■ **Request**
Edit the entries from the line that has "I'd be grateful if you could outline the range" through the line that has "left=543, top=160, right=620, bottom=203", swapping "range hood" for "exhaust hood" and leaving everything else unchanged. Give back only those lines.

■ **Record excerpts**

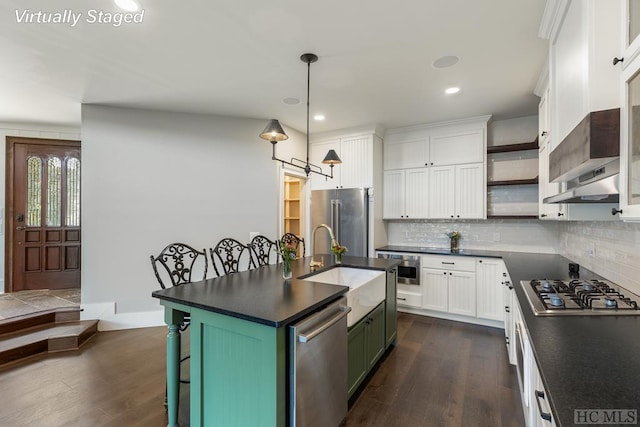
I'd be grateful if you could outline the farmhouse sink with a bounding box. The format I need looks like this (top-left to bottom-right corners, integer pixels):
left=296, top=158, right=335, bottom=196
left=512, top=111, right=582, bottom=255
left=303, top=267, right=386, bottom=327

...

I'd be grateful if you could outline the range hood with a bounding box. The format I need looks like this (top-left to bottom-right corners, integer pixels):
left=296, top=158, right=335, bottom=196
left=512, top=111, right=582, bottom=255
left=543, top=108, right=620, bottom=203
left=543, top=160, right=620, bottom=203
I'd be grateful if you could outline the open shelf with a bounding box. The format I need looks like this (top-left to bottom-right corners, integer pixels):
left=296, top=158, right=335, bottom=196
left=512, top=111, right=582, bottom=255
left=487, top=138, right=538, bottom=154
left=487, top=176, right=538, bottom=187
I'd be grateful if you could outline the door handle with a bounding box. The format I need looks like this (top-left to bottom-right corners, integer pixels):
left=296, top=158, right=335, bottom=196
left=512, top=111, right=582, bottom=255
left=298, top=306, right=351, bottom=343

■ **Response**
I'd be grateful if you could outline the exhaust hood with a bounding box. The format I need looks like this (top-left to bottom-right corners, integer pixels):
left=296, top=158, right=335, bottom=196
left=512, top=111, right=582, bottom=255
left=543, top=108, right=620, bottom=203
left=543, top=160, right=620, bottom=203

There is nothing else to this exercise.